Furthermore, immunity-suicide coupling is favored when the defense circuitry contains dual function components that are involved both in immune and in suicidal activities (Iranzo et al. 2015). The CRISPR-Cas systems are particularly notable in this respect given that multiple essential as well as accessory Cas proteins, including Cas2, Csm6, Cas13 and others, appear to have evolved from toxins and, in addition to their exapted functions in CRISPR-Cas systems, might also switch to their toxic capacity when the suicidal program is launched.

Guns for hire: evolutionary connections between CRISPR-Cas systems and mobile genetic elements

The third aspect of the emerging picture of CRISPR-Cas evolution that has major general implications for our understanding of evolution involves the multiple contributions of MGE to the origins of the prokaryotic adaptive immunity and the converse recruitment of defense systems or their components for antidefense functions by MGE (Koonin and Makarova 2017, 2018) (Fig. 5). In particular, the adaptation modules of CRISPR-Cas systems or at least the key enzyme involved in adaptation, Cas1, derive from a distinct family of transposons that have been dubbed casposons, to emphasize the fact they encode a transposase homologous to Cas1. The microbial adaptive immunity systems are thought to have evolved through a chance casposon insertion next to an ancestral innate immunity locus followed by immobilization of the casposon and loss of some of its genes. The repeats themselves might have originated from the duplicated target site of the casposon. Apart from the adaptation module, nucleases encoded by unrelated class transposons (TnpB proteins of IS605 superfamily transposons) gave rise to the effector nucleases of type II and type V CRISPR-Cas systems (Cas9 and Cas12, respectively). Notably, phylogenetic analysis clearly shows that effectors of different subtypes of type V evolved indendently from different TnpB subfamilies. The effectors of the RNA-targeting type VI (Cas13) evolved from yet a different class of MGE, namely, toxin-antitoxin modules which donated the HEPN domains, the RNase moieties of both microbial toxins and Cas13. Finally, the RT of the type III adaptation modules is a derivative of the RT of Group II introns, prokaryotic retroelements (Fig. 5).
Fig. 5

Evolutionary connections between mobile genetic elements and CRISPR-Cas systems. The arrows show putative ancestor-descendent relationships.

Adapted with permission from Koonin et al. (2017a, b)

Dataset items
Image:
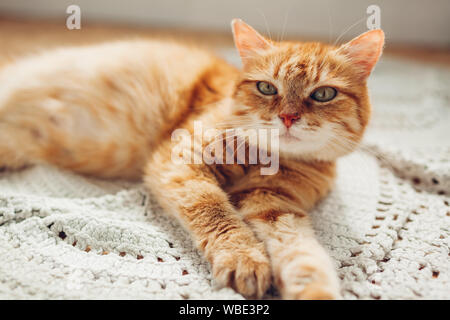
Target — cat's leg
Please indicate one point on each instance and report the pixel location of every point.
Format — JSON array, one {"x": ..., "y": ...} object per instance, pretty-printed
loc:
[
  {"x": 192, "y": 194},
  {"x": 301, "y": 267}
]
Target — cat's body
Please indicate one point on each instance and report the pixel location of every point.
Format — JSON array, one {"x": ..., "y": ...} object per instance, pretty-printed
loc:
[{"x": 109, "y": 111}]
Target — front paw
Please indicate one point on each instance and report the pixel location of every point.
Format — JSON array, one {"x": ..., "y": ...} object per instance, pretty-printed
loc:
[
  {"x": 246, "y": 270},
  {"x": 308, "y": 279}
]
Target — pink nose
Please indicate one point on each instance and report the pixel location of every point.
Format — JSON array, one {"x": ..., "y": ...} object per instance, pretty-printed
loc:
[{"x": 289, "y": 119}]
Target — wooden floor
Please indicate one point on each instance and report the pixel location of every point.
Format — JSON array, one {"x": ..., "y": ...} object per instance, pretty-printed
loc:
[{"x": 23, "y": 36}]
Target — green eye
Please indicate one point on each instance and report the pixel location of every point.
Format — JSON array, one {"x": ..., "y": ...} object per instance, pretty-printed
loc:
[
  {"x": 266, "y": 88},
  {"x": 324, "y": 94}
]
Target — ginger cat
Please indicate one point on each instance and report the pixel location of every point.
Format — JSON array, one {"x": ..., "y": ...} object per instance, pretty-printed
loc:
[{"x": 109, "y": 111}]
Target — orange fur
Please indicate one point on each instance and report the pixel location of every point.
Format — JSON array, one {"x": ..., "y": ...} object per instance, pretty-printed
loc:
[{"x": 109, "y": 110}]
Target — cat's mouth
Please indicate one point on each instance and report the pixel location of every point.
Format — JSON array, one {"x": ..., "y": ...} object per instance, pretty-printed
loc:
[{"x": 287, "y": 137}]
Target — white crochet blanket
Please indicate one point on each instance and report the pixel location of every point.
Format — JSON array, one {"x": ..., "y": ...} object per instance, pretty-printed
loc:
[{"x": 386, "y": 224}]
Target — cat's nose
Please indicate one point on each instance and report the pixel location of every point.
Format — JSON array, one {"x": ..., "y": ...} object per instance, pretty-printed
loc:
[{"x": 289, "y": 118}]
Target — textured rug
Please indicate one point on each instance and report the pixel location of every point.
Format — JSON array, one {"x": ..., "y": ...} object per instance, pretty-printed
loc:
[{"x": 386, "y": 224}]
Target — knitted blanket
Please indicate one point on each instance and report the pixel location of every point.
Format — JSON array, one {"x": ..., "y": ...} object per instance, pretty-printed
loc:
[{"x": 386, "y": 224}]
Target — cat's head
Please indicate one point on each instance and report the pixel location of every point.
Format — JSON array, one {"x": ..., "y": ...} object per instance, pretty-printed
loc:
[{"x": 315, "y": 94}]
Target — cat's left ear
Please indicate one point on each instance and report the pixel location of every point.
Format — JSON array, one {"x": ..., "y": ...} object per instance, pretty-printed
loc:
[
  {"x": 364, "y": 51},
  {"x": 247, "y": 40}
]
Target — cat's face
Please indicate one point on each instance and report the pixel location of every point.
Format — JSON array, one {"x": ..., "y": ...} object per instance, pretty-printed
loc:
[{"x": 315, "y": 94}]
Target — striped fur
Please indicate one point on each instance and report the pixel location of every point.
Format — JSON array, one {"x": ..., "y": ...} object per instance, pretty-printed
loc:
[{"x": 109, "y": 111}]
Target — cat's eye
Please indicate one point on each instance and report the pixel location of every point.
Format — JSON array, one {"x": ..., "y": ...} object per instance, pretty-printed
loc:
[
  {"x": 324, "y": 94},
  {"x": 266, "y": 88}
]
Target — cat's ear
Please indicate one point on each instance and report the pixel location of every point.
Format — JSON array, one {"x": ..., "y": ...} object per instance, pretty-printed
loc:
[
  {"x": 247, "y": 40},
  {"x": 364, "y": 51}
]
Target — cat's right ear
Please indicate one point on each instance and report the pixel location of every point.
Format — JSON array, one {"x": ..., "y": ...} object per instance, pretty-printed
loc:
[{"x": 248, "y": 41}]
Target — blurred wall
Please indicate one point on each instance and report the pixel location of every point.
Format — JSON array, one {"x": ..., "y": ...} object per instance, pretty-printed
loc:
[{"x": 417, "y": 22}]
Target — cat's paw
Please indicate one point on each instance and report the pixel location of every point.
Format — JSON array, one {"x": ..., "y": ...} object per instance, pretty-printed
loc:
[
  {"x": 308, "y": 280},
  {"x": 246, "y": 270}
]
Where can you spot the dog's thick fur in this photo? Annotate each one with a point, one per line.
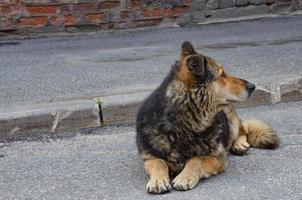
(186, 127)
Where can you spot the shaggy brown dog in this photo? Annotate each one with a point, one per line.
(186, 127)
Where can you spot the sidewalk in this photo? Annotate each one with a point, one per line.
(53, 82)
(103, 164)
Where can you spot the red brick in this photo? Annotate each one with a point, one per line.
(5, 9)
(95, 18)
(156, 12)
(188, 2)
(33, 21)
(136, 4)
(54, 20)
(69, 20)
(106, 26)
(181, 10)
(148, 22)
(125, 14)
(168, 12)
(82, 7)
(109, 4)
(32, 10)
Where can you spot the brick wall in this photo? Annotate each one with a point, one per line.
(61, 15)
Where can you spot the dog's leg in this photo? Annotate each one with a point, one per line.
(158, 171)
(241, 146)
(197, 168)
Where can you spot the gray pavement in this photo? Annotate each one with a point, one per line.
(98, 64)
(103, 164)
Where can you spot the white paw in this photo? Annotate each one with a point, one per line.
(160, 185)
(185, 182)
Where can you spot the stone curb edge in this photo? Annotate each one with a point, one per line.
(116, 109)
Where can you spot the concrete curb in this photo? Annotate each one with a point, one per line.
(118, 109)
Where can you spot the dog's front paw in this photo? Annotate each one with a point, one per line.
(158, 185)
(240, 147)
(185, 181)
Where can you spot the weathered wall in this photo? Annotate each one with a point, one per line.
(61, 15)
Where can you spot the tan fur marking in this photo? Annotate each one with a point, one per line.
(261, 135)
(185, 75)
(158, 172)
(241, 145)
(197, 168)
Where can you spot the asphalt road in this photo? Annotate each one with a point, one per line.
(88, 65)
(103, 164)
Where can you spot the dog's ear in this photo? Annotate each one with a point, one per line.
(197, 65)
(187, 49)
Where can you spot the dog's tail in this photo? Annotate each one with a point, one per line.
(261, 135)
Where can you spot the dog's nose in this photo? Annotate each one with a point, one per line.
(251, 87)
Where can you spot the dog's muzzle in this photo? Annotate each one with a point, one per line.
(250, 87)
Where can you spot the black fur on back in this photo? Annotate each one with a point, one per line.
(177, 127)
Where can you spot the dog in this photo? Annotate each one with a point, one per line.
(187, 126)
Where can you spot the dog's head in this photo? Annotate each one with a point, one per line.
(196, 69)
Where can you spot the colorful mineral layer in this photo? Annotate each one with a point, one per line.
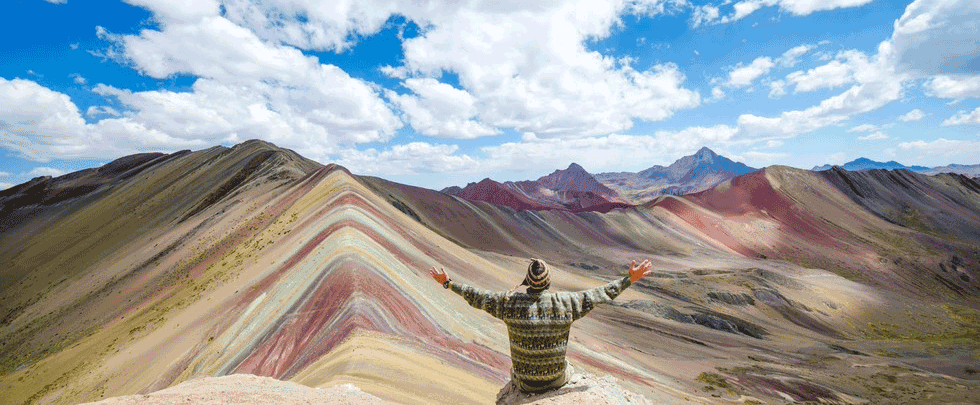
(780, 285)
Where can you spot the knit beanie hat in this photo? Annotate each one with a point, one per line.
(537, 275)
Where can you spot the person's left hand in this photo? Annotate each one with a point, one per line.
(637, 272)
(439, 275)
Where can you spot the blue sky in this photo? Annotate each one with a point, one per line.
(437, 93)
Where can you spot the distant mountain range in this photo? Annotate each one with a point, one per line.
(689, 174)
(575, 189)
(860, 164)
(571, 189)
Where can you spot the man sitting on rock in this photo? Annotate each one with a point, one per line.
(538, 321)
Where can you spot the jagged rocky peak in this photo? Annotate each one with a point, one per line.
(705, 154)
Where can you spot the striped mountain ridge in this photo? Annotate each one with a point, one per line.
(572, 189)
(689, 174)
(254, 260)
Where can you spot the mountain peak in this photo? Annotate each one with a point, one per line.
(705, 152)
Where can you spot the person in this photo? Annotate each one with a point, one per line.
(538, 321)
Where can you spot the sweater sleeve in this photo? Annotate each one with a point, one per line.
(585, 301)
(479, 298)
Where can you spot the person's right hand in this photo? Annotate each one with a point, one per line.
(439, 275)
(637, 272)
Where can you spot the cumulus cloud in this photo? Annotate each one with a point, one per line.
(913, 115)
(792, 56)
(956, 87)
(944, 147)
(525, 65)
(440, 110)
(846, 68)
(963, 118)
(45, 171)
(777, 88)
(744, 75)
(528, 68)
(38, 122)
(756, 157)
(604, 153)
(77, 78)
(246, 88)
(710, 14)
(864, 128)
(101, 110)
(874, 136)
(938, 37)
(409, 158)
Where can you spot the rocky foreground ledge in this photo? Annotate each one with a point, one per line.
(249, 389)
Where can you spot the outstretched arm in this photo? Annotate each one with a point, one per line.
(477, 298)
(585, 301)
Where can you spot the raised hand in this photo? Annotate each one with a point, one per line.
(637, 272)
(438, 275)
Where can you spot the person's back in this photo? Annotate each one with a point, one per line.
(538, 322)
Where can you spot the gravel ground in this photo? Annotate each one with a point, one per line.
(247, 389)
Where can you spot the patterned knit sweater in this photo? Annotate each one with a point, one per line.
(538, 325)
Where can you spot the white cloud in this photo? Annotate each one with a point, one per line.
(37, 122)
(247, 88)
(743, 75)
(172, 11)
(938, 37)
(837, 158)
(874, 136)
(791, 57)
(528, 68)
(963, 117)
(864, 128)
(716, 94)
(953, 87)
(409, 158)
(842, 70)
(777, 88)
(441, 110)
(704, 14)
(944, 147)
(97, 110)
(604, 153)
(526, 65)
(913, 115)
(77, 78)
(755, 157)
(45, 171)
(745, 7)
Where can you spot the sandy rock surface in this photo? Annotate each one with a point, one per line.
(581, 389)
(247, 389)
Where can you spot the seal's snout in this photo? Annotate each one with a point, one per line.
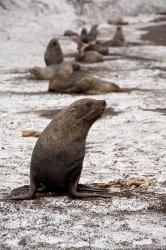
(103, 105)
(103, 102)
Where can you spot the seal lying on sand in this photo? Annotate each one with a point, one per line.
(89, 57)
(50, 71)
(118, 39)
(77, 83)
(57, 158)
(97, 46)
(86, 37)
(53, 54)
(70, 33)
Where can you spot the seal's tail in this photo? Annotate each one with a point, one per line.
(27, 196)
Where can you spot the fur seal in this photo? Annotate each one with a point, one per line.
(77, 83)
(89, 57)
(118, 39)
(55, 164)
(99, 47)
(84, 36)
(53, 54)
(87, 37)
(93, 33)
(50, 71)
(70, 33)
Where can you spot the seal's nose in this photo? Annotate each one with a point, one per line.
(103, 102)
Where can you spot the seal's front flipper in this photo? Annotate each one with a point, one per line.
(24, 188)
(82, 187)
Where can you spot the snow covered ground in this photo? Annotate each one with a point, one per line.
(131, 143)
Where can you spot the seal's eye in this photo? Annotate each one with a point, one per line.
(88, 104)
(72, 109)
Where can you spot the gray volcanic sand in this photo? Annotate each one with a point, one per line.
(130, 141)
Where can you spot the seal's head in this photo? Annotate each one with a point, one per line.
(119, 28)
(84, 111)
(53, 43)
(53, 54)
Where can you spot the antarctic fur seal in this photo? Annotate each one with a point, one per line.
(118, 39)
(81, 83)
(70, 33)
(57, 158)
(53, 53)
(87, 37)
(89, 57)
(50, 71)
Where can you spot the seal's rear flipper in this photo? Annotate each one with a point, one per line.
(82, 187)
(27, 196)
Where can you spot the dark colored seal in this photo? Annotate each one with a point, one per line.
(90, 56)
(84, 36)
(51, 71)
(118, 39)
(97, 46)
(81, 84)
(53, 54)
(89, 37)
(57, 158)
(70, 33)
(93, 33)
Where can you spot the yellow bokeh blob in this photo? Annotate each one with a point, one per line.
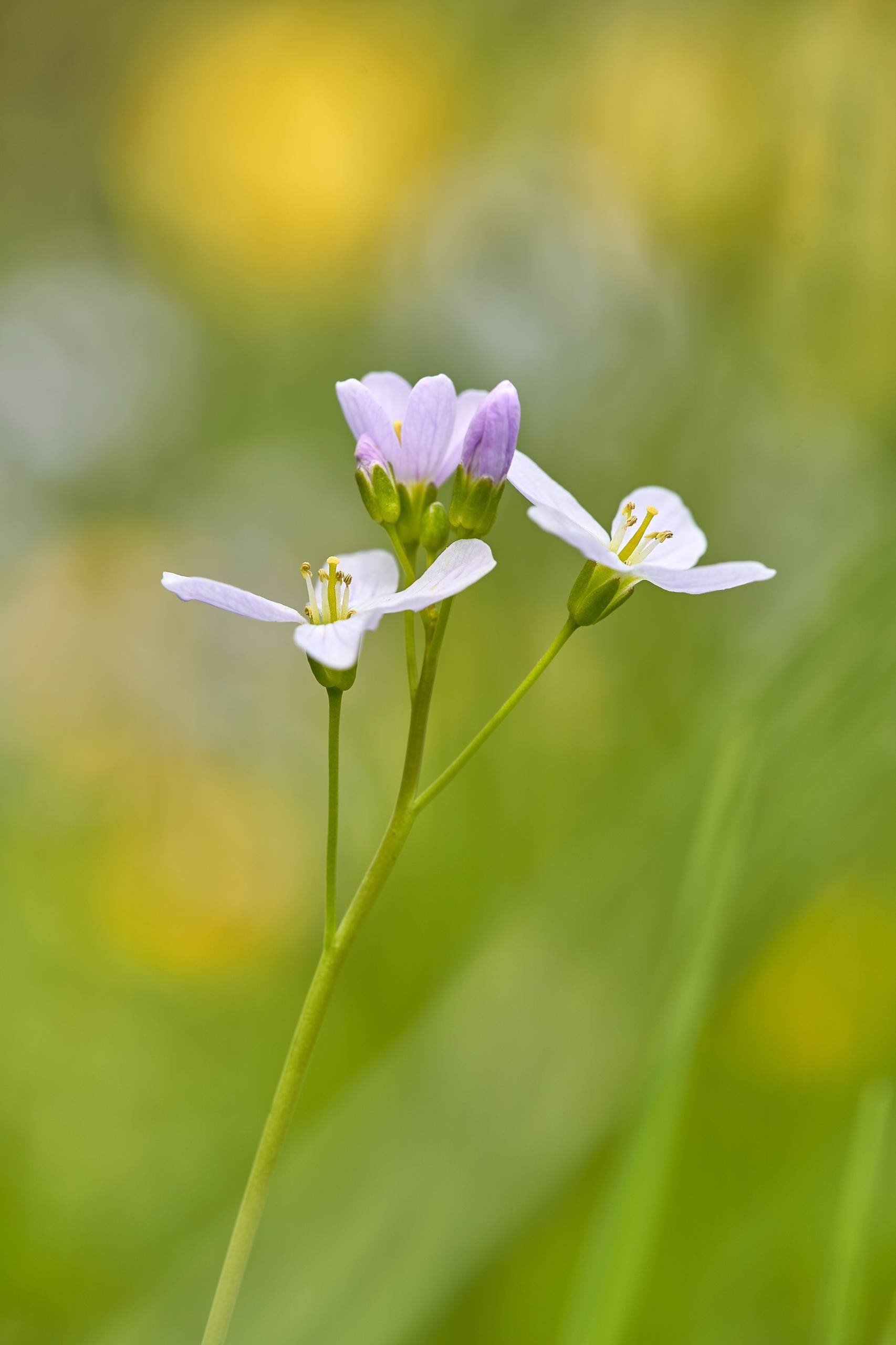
(275, 144)
(822, 1000)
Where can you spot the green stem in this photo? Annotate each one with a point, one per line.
(334, 696)
(318, 997)
(461, 762)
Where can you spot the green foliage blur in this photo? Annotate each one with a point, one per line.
(672, 226)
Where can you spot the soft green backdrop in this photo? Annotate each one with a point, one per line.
(672, 226)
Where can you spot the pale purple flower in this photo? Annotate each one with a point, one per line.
(350, 597)
(653, 536)
(492, 436)
(418, 431)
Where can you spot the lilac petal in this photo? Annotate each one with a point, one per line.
(425, 431)
(686, 544)
(704, 579)
(468, 404)
(367, 416)
(590, 544)
(492, 438)
(337, 645)
(458, 567)
(194, 589)
(540, 489)
(368, 454)
(373, 575)
(392, 392)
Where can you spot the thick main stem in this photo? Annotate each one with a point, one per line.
(320, 990)
(485, 733)
(334, 696)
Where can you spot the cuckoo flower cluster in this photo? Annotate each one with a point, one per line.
(409, 441)
(412, 443)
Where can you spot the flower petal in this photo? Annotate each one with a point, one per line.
(391, 390)
(458, 567)
(194, 589)
(367, 416)
(337, 645)
(561, 525)
(468, 404)
(373, 575)
(540, 489)
(686, 544)
(703, 579)
(427, 428)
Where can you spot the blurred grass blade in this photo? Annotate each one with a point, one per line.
(840, 1317)
(623, 1233)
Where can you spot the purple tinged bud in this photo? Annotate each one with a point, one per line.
(368, 454)
(492, 439)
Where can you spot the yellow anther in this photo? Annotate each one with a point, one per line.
(630, 546)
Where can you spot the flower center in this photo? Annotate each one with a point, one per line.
(334, 594)
(642, 542)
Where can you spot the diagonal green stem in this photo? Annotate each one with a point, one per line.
(334, 696)
(320, 990)
(485, 733)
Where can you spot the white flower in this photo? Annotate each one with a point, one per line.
(350, 597)
(653, 536)
(419, 431)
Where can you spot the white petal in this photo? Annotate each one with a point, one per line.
(367, 416)
(584, 541)
(373, 575)
(467, 407)
(427, 427)
(337, 645)
(686, 544)
(458, 567)
(391, 390)
(703, 579)
(194, 589)
(541, 489)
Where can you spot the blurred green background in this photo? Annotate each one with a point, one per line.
(672, 226)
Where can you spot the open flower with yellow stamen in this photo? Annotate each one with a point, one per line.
(653, 537)
(350, 597)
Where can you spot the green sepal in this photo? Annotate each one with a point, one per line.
(434, 529)
(385, 494)
(367, 491)
(413, 501)
(598, 592)
(338, 680)
(474, 503)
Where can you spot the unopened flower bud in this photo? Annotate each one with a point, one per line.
(434, 529)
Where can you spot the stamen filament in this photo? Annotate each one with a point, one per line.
(630, 546)
(331, 588)
(311, 611)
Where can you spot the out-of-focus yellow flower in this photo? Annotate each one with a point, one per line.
(200, 870)
(276, 143)
(822, 1000)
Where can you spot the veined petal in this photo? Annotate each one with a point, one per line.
(373, 575)
(427, 428)
(391, 390)
(591, 546)
(337, 645)
(468, 404)
(686, 544)
(458, 567)
(540, 489)
(703, 579)
(367, 416)
(194, 589)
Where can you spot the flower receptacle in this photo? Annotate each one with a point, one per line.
(474, 503)
(334, 680)
(598, 592)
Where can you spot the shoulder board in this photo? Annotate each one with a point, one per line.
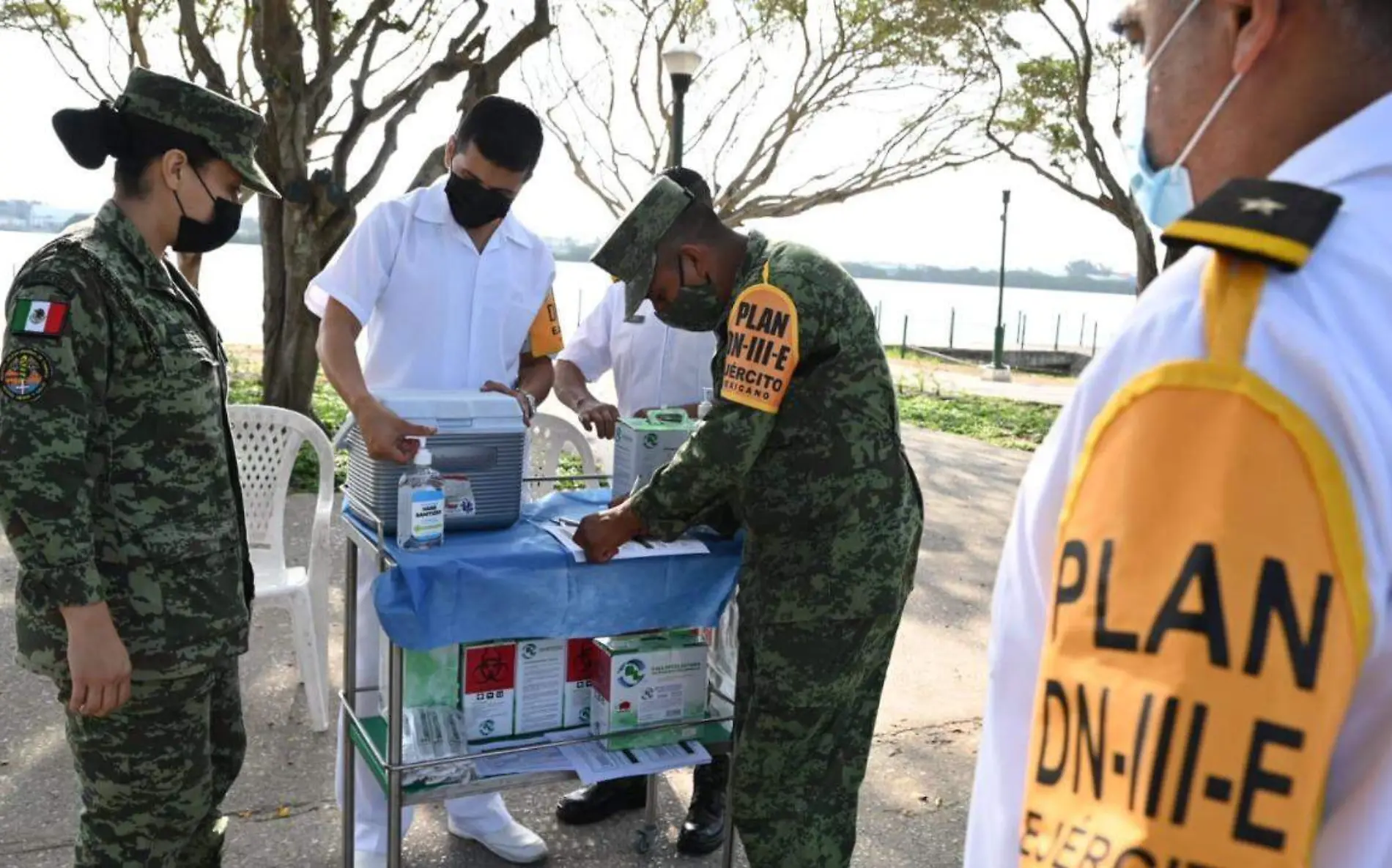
(1268, 221)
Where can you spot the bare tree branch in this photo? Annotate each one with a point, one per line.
(57, 32)
(193, 37)
(462, 52)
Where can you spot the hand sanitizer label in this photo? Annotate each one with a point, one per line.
(428, 513)
(459, 497)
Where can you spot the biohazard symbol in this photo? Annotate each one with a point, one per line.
(492, 667)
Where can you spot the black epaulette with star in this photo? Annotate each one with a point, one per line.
(1271, 221)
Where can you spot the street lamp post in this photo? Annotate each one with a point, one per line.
(681, 62)
(999, 369)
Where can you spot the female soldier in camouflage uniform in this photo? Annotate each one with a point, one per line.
(119, 486)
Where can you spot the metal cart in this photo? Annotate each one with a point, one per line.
(393, 765)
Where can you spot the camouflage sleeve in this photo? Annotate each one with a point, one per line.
(55, 385)
(705, 470)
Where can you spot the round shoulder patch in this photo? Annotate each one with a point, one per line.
(24, 374)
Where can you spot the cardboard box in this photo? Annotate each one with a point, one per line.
(648, 679)
(642, 445)
(580, 668)
(541, 686)
(428, 678)
(489, 690)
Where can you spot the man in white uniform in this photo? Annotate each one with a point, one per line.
(1191, 660)
(456, 294)
(654, 366)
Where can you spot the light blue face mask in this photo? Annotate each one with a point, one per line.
(1166, 193)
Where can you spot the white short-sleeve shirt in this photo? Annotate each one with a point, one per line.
(437, 312)
(654, 363)
(1320, 337)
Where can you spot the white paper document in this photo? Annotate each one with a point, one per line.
(595, 764)
(563, 529)
(541, 760)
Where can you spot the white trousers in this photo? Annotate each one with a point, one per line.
(478, 815)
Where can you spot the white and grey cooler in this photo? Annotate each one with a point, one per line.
(479, 448)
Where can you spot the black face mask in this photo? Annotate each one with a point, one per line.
(195, 237)
(473, 204)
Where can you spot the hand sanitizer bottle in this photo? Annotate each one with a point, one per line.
(421, 504)
(706, 394)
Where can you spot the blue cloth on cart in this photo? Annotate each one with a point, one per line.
(521, 583)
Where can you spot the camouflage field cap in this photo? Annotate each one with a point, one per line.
(230, 128)
(631, 251)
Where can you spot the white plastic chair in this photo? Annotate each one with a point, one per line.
(550, 439)
(267, 441)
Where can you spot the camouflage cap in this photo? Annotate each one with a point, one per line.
(230, 128)
(631, 251)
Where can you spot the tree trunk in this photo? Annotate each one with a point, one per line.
(290, 261)
(1146, 263)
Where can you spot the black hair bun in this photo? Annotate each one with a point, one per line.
(91, 136)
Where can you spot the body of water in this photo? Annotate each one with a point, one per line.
(928, 314)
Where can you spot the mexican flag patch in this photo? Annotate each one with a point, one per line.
(38, 317)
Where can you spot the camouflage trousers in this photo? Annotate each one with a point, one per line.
(805, 710)
(155, 772)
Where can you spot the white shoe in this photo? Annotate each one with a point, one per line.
(514, 842)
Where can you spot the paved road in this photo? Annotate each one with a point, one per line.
(914, 803)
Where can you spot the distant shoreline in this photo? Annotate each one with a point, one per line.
(570, 251)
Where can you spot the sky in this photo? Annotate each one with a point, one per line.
(949, 220)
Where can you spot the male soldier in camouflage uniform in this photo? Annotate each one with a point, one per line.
(804, 441)
(119, 486)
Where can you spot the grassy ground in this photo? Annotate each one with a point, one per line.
(925, 402)
(1016, 425)
(929, 363)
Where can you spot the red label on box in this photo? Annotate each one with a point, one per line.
(601, 672)
(580, 660)
(490, 668)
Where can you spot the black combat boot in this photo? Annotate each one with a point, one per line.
(601, 800)
(705, 828)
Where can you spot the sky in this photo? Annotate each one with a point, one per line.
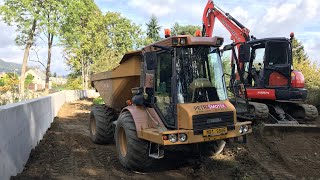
(269, 18)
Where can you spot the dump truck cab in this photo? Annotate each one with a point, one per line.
(172, 92)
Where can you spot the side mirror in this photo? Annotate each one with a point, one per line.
(151, 60)
(244, 53)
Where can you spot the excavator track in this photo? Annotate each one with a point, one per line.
(257, 111)
(304, 113)
(311, 112)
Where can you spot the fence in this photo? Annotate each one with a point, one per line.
(23, 125)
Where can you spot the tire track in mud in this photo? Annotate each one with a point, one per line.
(269, 159)
(66, 152)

> Exercise goal:
From the passage on CRISPR-Cas evolution, extract the text from "Furthermore, immunity-suicide coupling" up to and including "program is launched.".

> Solution to this exercise:
Furthermore, immunity-suicide coupling is favored when the defense circuitry contains dual function components that are involved both in immune and in suicidal activities (Iranzo et al. 2015). The CRISPR-Cas systems are particularly notable in this respect given that multiple essential as well as accessory Cas proteins, including Cas2, Csm6, Cas13 and others, appear to have evolved from toxins and, in addition to their exapted functions in CRISPR-Cas systems, might also switch to their toxic capacity when the suicidal program is launched.